**Passage given**
###

One of the propositions contained in Kant’s first chapter is that “we find that the more a cultivated reason applies itself with deliberate purpose to the enjoyment of life and happiness, so much the more does the man fail of true satisfaction.” A preliminary remark to be made on this statement is that in its sweeping form it is not true. I assert that it is untrue on the strength of personal experiences. In the course of my life there have occurred many intervals, averaging more than a month each, in which the pursuit of happiness was the sole object, and in which happiness was successfully pursued. How successfully, may be judged from the fact that I would gladly live over again each of those periods without change—an assertion which I certainly cannot make of any portions of my life spent in the daily discharge of duties. That which Kant should have said is that the exclusive pursuit of what are distinguished as pleasures and amusements, is disappointing. This is doubtless true; and for the obvious reason that it over-exercises one group of faculties and exhausts them, while it leaves unexercised another group of faculties, which consequently do not yield the gratifications accompanying their exercise. It is not, as Kant says, guidance by “a cultivated reason” which leads to disappointment, but guidance by an uncultivated reason; for a cultivated reason teaches that continuous action of a small part of the nature joined with inaction of the rest, must end in dissatisfaction.
But now, supposing we accept Kant’s statement in full, what is its implication? That happiness is the thing to be desired, and, in one way or another, the thing to be achieved. For if not, what meaning is there in the statement that it will not be achieved when made the immediate object? One who was thus admonished might properly rejoin:—“You say I shall fail to get happiness if I make it the object of pursuit? Suppose then I do not make it the object of my pursuit; shall I get it? If I do, then your admonition amounts to this, that I shall obtain it better if I proceed in some other way than that I adopt. If I do not get it, then I remain without happiness if I follow your way, just as much as if I follow my own, and nothing is gained.” An illustration will best show how the matter stands. To a tyro in archery the instructor says:—“Sir, you must not point your arrow directly at the target. If you do, you will inevitably miss it. You must aim high above the target; and you may then possibly pierce the bull’s eye.” What now is implied by the warning and the advice? Clearly that the purpose is to hit the target. Otherwise there is no sense in the remark that it will be missed if directly aimed at; and no sense in the remark that to be hit, something higher must be aimed at. Similarly with happiness. There is no sense in the remark that happiness will not be found if it is directly sought, unless happiness is a thing to be somehow or other obtained.
“Yes; there is sense,” I hear it said. “Just as it may be that the target is not the thing to be hit at all, either by aiming directly or indirectly at it, but that some other thing is to be hit; so it may be that the thing to be achieved immediately or remotely is not happiness at all, but some other thing: the other thing being duty.” In answer to this the admonished man may reasonably say:—“What then is meant by Kant’s statement that the man who pursues happiness ‘fails of true satisfaction’? All happiness is made up of satisfactions. The ‘true satisfaction’ which Kant offers as an alternative, must be some kind of happiness; and if a truer satisfaction, must be a better happiness; and better must mean on the average, and in the long run, greater. If this ‘true satisfaction’ does not mean greater happiness of self,—distant if not proximate, in another life if not in this life—and if it does not mean greater happiness by achieving the happiness of others; then you propose to me as an end a smaller happiness instead of a greater, and I decline it.”

###

**Dataset entries**

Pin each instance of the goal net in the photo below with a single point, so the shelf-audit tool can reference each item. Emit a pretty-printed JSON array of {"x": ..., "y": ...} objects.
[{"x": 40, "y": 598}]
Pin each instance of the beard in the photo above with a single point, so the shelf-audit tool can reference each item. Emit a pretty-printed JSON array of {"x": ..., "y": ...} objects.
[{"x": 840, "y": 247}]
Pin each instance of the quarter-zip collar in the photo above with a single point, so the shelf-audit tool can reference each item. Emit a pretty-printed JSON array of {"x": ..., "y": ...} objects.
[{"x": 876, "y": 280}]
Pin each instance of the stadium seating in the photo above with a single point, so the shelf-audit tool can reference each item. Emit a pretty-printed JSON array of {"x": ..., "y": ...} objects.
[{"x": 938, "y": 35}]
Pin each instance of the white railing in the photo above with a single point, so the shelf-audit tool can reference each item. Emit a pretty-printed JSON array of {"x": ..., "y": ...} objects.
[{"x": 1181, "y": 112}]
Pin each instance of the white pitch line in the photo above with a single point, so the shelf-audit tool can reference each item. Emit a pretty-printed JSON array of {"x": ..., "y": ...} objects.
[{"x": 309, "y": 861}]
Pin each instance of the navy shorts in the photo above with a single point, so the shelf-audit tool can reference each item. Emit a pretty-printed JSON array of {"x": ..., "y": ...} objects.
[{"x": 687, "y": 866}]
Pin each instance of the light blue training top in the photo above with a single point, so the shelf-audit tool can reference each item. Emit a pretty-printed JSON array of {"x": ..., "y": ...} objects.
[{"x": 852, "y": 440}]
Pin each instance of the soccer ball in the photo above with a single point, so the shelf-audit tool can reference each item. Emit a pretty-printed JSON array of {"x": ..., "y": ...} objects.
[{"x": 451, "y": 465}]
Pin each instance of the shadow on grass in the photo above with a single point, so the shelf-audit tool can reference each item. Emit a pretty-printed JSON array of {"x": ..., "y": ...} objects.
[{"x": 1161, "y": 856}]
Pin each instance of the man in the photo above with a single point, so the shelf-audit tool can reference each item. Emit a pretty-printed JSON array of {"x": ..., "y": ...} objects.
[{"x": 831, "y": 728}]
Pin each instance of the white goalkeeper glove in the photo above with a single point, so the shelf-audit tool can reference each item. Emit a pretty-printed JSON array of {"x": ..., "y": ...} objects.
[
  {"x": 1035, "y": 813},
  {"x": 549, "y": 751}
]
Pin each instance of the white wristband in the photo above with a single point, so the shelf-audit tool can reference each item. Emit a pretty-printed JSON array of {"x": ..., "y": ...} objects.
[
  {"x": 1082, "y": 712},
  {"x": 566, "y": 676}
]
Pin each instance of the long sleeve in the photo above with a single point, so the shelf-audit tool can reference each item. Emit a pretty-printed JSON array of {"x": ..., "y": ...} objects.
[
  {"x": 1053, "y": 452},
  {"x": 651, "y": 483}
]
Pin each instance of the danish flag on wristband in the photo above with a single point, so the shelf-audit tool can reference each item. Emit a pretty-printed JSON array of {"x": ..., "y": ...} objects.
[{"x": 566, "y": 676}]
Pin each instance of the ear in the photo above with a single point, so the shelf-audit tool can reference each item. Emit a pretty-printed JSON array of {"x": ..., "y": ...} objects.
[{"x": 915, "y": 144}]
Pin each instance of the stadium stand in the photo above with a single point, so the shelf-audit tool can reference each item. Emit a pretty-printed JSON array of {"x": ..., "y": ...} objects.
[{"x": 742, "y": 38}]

###

**Work to complete**
In the passage on Kant and happiness, where does the archery instructor tell the beginner to aim? The items have no connection to the passage on Kant and happiness.

**Response to the task**
High above the target.